** Task directions **
Repeat the data word for word. Do not include the pictures.

** Supplied material **
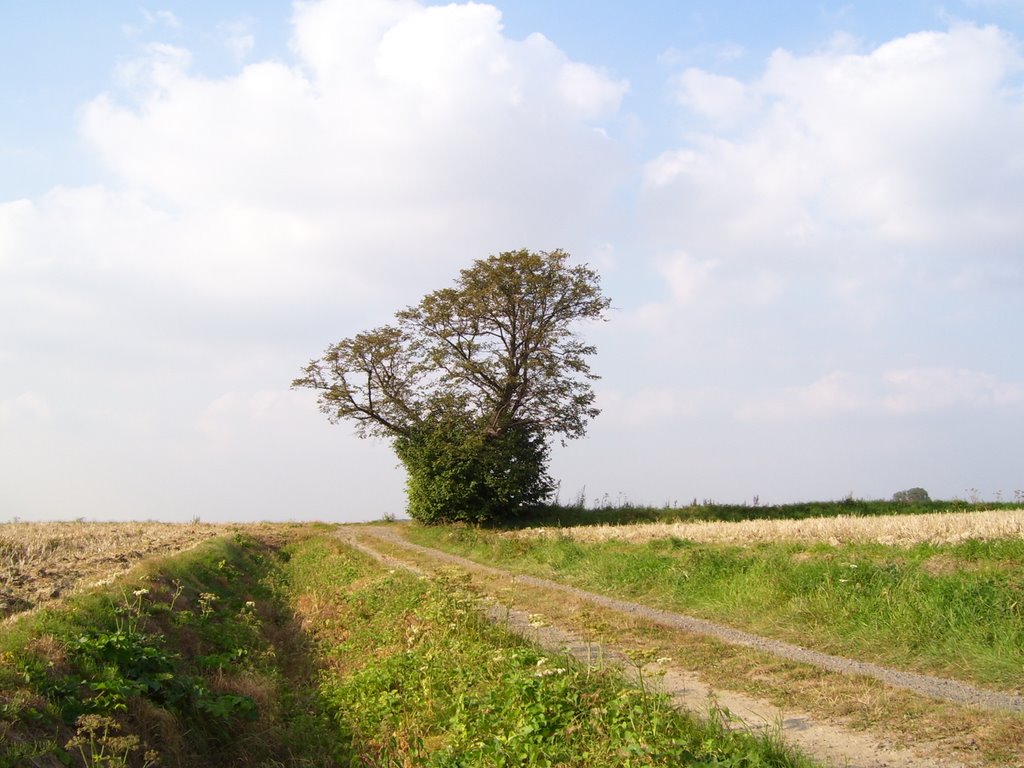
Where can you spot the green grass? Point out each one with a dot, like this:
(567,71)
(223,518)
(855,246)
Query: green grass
(417,677)
(886,604)
(241,653)
(194,662)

** Full output **
Where can you spot the green grass? Point out each one with a dot, like this:
(567,71)
(223,518)
(855,246)
Query: green grass
(417,677)
(886,604)
(241,653)
(194,662)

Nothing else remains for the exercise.